DIRECTIVES:
A. Decide whether each statement below agrees with the blog post on Hemingway's Paris: (i) the book it recommends is out of print; (ii) Hemingway first came to Paris as a correspondent for the New York Times; (iii) the book was published by St. Martin's Press. Answer yes or no for each and quote the words of the post that decide it.
B. According to the blog post on Hemingway's Paris, what other book by Noel Riley Fitch does it mention?
C. From the blog post on Hemingway's Paris, reproduce word for word the passage starting with "Later, more famous, he" and going on through "beautiful scenarios, creativity.".

DOCUMENT EXCERPT:
--- --- ---

Wednesday, January 02, 2019

Walks in Hemingway's Paris A Guide to Paris for the Literary Traveler by Noel Riley Fitch

If you search for a literary guide there is nothing better than this book published (it's out-of-print, but you will find with simplicity used copies) by St.Martin's Press Walks in Hemingway's Paris A Guide to Paris for the Literary Traveler by Noel Riley Fitch. 


"There is a magic in the name of France. It is the magic like the smell of the sea or the sight of blue hills. It is a very old magic" wrote once Hemingway.

Paris: a city for every person; every generation tells its story, different and similar at the past one but unique and with other problems.


Paris is modern, old, she searches for the new but remains enchantingly unique and also if time passes by the city never changes completely. As Hemingway wrote: "There is never any ending to Paris and the memory of each person who has lived in it differs from that of any other."

Later, more famous, he would have said of Paris: "She is like a mistress who does not grow old and she has other lovers now."

Ernest Hemingway spent a lot of years to Paris, and so Noel Riley Fitch, also author of Sylvia Beach and the Lost Generation decided to follow his steps for discovering his city, his Paris, his favorite places. It's  a Paris this one populated by writers, good food, beautiful scenarios, creativity.

This city more than other ones, marked the best part of Hemingway's existence, where excesses, good wine, were also part of his life as a journalist and writer. He arrived to Paris as a correspondent for the Toronto Star in 1921.
Paris started to be a magnet for all that Americans tired of the prohibitionism and ready to embrace a new culture, more relaxed and opened.
In this sense, Paris was the American cultural center of Europe where most of the new prominent authors and painters decided to buying a house or spend a long time in.

--- --- ---

DATA:
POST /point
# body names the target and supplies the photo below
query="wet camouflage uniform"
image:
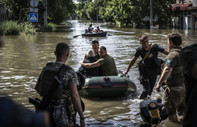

--- --- ---

SOLUTIONS TO EACH TASK:
A.
(i) Yes: "it's out-of-print"
(ii) No: "He arrived to Paris as a correspondent for the Toronto Star in 1921."
(iii) Yes: "by St.Martin's Press"

B. Sylvia Beach and the Lost Generation

C.
Later, more famous, he would have said of Paris: "She is like a mistress who does not grow old and she has other lovers now."

Ernest Hemingway spent a lot of years to Paris, and so Noel Riley Fitch, also author of Sylvia Beach and the Lost Generation decided to follow his steps for discovering his city, his Paris, his favorite places. It's  a Paris this one populated by writers, good food, beautiful scenarios, creativity.